EXERCISE BRIEF: Display each line from the rows below that contains the string "outline".

DATA TO USE:
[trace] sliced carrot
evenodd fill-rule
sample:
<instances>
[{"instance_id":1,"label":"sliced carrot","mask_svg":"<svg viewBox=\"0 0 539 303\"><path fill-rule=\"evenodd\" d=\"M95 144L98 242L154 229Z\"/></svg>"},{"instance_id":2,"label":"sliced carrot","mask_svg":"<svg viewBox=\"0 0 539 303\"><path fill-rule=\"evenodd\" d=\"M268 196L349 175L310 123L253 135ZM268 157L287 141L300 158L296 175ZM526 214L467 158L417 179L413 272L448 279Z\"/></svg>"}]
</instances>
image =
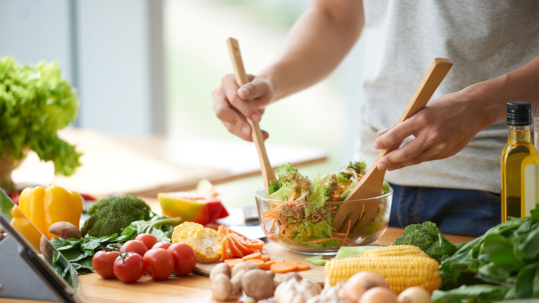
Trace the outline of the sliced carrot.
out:
<instances>
[{"instance_id":1,"label":"sliced carrot","mask_svg":"<svg viewBox=\"0 0 539 303\"><path fill-rule=\"evenodd\" d=\"M258 268L261 270L264 267L264 261L260 259L251 259L250 260L245 260L246 262L252 262L258 266Z\"/></svg>"},{"instance_id":2,"label":"sliced carrot","mask_svg":"<svg viewBox=\"0 0 539 303\"><path fill-rule=\"evenodd\" d=\"M295 263L296 264L301 264L301 262L300 262L299 261L298 261L297 260L286 260L286 259L283 259L282 260L281 260L281 262L292 262L293 263Z\"/></svg>"},{"instance_id":3,"label":"sliced carrot","mask_svg":"<svg viewBox=\"0 0 539 303\"><path fill-rule=\"evenodd\" d=\"M230 268L234 267L234 265L237 264L238 263L241 263L243 262L243 259L229 259L228 260L225 260L225 263L228 264Z\"/></svg>"},{"instance_id":4,"label":"sliced carrot","mask_svg":"<svg viewBox=\"0 0 539 303\"><path fill-rule=\"evenodd\" d=\"M269 270L271 265L273 263L275 263L275 261L266 261L264 262L264 267L262 269Z\"/></svg>"},{"instance_id":5,"label":"sliced carrot","mask_svg":"<svg viewBox=\"0 0 539 303\"><path fill-rule=\"evenodd\" d=\"M306 271L307 270L310 269L310 266L309 264L306 264L305 263L300 263L298 264L298 267L296 268L296 271Z\"/></svg>"},{"instance_id":6,"label":"sliced carrot","mask_svg":"<svg viewBox=\"0 0 539 303\"><path fill-rule=\"evenodd\" d=\"M230 255L229 254L229 252L227 250L229 249L227 242L226 241L226 236L223 239L223 245L221 246L221 261L224 261L226 260L230 259Z\"/></svg>"},{"instance_id":7,"label":"sliced carrot","mask_svg":"<svg viewBox=\"0 0 539 303\"><path fill-rule=\"evenodd\" d=\"M244 260L251 260L252 259L261 259L262 258L262 254L260 252L255 252L254 253L251 253L251 254L247 254L245 257L242 258Z\"/></svg>"},{"instance_id":8,"label":"sliced carrot","mask_svg":"<svg viewBox=\"0 0 539 303\"><path fill-rule=\"evenodd\" d=\"M298 264L293 262L282 261L275 262L270 266L271 271L277 273L285 273L293 271L298 268Z\"/></svg>"}]
</instances>

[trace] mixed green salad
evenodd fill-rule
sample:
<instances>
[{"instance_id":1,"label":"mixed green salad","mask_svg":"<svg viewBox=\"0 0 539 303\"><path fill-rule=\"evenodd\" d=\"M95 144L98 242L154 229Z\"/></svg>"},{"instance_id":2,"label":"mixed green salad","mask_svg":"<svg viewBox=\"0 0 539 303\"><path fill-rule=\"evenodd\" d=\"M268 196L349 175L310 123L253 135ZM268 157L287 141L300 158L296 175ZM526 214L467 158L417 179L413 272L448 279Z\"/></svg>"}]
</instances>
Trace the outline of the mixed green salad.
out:
<instances>
[{"instance_id":1,"label":"mixed green salad","mask_svg":"<svg viewBox=\"0 0 539 303\"><path fill-rule=\"evenodd\" d=\"M285 244L308 247L353 244L354 235L349 234L349 227L346 233L337 232L331 227L338 207L331 202L344 201L367 168L365 161L350 162L337 173L309 180L289 163L279 167L275 171L278 180L272 180L268 189L270 198L279 202L270 201L272 207L263 213L265 223L272 224L270 230L275 233L274 230L279 229L274 237ZM384 181L381 195L389 191L389 184ZM370 237L383 228L385 204L384 198L374 218L365 227L364 237ZM265 228L266 224L263 225Z\"/></svg>"}]
</instances>

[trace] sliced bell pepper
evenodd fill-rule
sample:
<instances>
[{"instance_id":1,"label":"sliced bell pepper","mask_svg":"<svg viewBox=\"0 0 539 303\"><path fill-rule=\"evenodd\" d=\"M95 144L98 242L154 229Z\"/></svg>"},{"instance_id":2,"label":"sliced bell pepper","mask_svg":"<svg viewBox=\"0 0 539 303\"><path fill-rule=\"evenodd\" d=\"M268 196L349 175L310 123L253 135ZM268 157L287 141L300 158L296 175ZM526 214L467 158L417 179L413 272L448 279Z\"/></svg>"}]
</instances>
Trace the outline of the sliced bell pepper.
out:
<instances>
[{"instance_id":1,"label":"sliced bell pepper","mask_svg":"<svg viewBox=\"0 0 539 303\"><path fill-rule=\"evenodd\" d=\"M157 199L163 214L181 217L184 221L202 225L228 215L221 201L216 197L202 196L196 192L160 192Z\"/></svg>"}]
</instances>

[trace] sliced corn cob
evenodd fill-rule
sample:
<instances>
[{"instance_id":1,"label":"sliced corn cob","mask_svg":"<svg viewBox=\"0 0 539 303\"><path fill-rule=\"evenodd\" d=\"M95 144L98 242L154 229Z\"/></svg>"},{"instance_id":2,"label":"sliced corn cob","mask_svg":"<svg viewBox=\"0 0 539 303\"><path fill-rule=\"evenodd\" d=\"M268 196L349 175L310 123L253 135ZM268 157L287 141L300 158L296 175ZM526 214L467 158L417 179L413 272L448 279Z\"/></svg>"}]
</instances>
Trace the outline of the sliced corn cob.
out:
<instances>
[{"instance_id":1,"label":"sliced corn cob","mask_svg":"<svg viewBox=\"0 0 539 303\"><path fill-rule=\"evenodd\" d=\"M221 257L223 238L209 228L195 228L189 233L187 244L195 250L197 261L212 263Z\"/></svg>"},{"instance_id":2,"label":"sliced corn cob","mask_svg":"<svg viewBox=\"0 0 539 303\"><path fill-rule=\"evenodd\" d=\"M353 257L335 258L326 264L326 283L335 285L362 271L374 272L389 285L397 294L411 286L420 286L432 293L441 284L438 264L420 254Z\"/></svg>"},{"instance_id":3,"label":"sliced corn cob","mask_svg":"<svg viewBox=\"0 0 539 303\"><path fill-rule=\"evenodd\" d=\"M405 254L417 254L424 257L429 255L421 250L421 249L413 245L391 245L377 249L369 250L363 253L361 257L382 257L384 256L403 256Z\"/></svg>"},{"instance_id":4,"label":"sliced corn cob","mask_svg":"<svg viewBox=\"0 0 539 303\"><path fill-rule=\"evenodd\" d=\"M189 232L195 228L203 228L202 224L195 223L195 222L184 222L174 228L174 231L172 233L172 243L177 243L178 242L186 243L189 238ZM189 230L186 233L182 233L185 230Z\"/></svg>"}]
</instances>

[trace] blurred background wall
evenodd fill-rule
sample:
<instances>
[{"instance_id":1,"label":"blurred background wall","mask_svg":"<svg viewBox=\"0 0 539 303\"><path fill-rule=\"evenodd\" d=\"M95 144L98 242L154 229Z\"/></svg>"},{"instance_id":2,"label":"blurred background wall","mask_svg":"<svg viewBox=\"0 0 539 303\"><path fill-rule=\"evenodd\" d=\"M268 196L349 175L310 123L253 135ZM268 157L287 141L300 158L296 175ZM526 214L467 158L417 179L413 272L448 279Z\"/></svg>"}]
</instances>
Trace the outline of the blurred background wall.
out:
<instances>
[{"instance_id":1,"label":"blurred background wall","mask_svg":"<svg viewBox=\"0 0 539 303\"><path fill-rule=\"evenodd\" d=\"M0 0L0 56L26 64L58 60L64 77L79 90L75 126L238 141L212 110L212 90L232 72L225 39L239 40L246 69L255 74L278 55L310 4ZM328 169L351 160L363 52L360 40L328 79L270 106L261 122L270 134L267 143L323 149Z\"/></svg>"}]
</instances>

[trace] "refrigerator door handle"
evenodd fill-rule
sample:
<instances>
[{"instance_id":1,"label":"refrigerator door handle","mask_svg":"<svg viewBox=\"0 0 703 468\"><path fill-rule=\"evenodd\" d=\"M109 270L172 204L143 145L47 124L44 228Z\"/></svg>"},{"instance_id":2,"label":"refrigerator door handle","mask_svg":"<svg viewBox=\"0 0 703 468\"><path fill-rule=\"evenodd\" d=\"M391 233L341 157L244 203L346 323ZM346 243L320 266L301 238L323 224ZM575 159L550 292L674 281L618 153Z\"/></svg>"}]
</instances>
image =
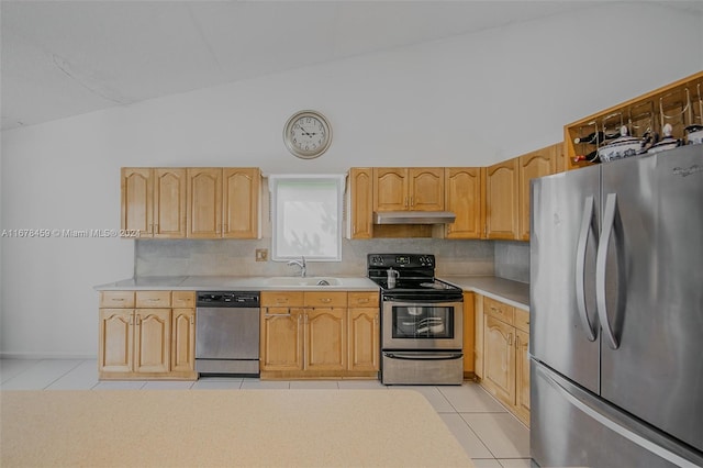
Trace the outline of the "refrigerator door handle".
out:
<instances>
[{"instance_id":1,"label":"refrigerator door handle","mask_svg":"<svg viewBox=\"0 0 703 468\"><path fill-rule=\"evenodd\" d=\"M598 317L601 322L603 333L607 336L610 347L617 349L620 341L613 333L610 321L607 320L607 304L605 301L605 266L607 263L607 246L615 224L615 213L617 211L617 194L609 193L605 198L605 209L603 210L603 230L601 231L601 241L595 256L595 305Z\"/></svg>"},{"instance_id":2,"label":"refrigerator door handle","mask_svg":"<svg viewBox=\"0 0 703 468\"><path fill-rule=\"evenodd\" d=\"M650 441L643 435L637 434L628 427L625 427L622 424L618 424L607 414L599 411L596 408L589 404L589 401L585 398L579 398L578 394L572 394L567 388L565 388L559 381L557 381L554 377L550 376L548 370L545 370L543 367L537 367L537 374L540 378L543 378L547 383L549 383L555 390L557 390L569 403L579 409L581 412L587 414L589 417L598 421L605 427L611 431L620 434L621 436L627 438L634 444L637 444L641 448L656 454L657 456L663 458L667 461L670 461L673 465L685 468L695 468L696 464L682 458L681 456L674 454L673 452L662 447L657 444L655 441ZM569 385L569 383L566 383Z\"/></svg>"},{"instance_id":3,"label":"refrigerator door handle","mask_svg":"<svg viewBox=\"0 0 703 468\"><path fill-rule=\"evenodd\" d=\"M589 235L595 234L595 220L593 216L593 207L595 201L593 196L585 198L583 203L583 216L581 218L581 229L579 230L579 241L576 247L576 303L579 311L581 324L585 330L585 336L589 342L595 341L595 327L591 323L585 308L585 250L589 243ZM595 238L595 235L593 236ZM598 243L598 239L596 239Z\"/></svg>"}]
</instances>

RESULT FOR THIS EXERCISE:
Trace the outline of the sliced carrot.
Trace the outline of the mixed green salad.
Trace the outline of the sliced bell pepper.
Trace the outline of the sliced corn cob.
Trace the outline of the blurred background wall.
Trace the outline of the "refrigerator door handle".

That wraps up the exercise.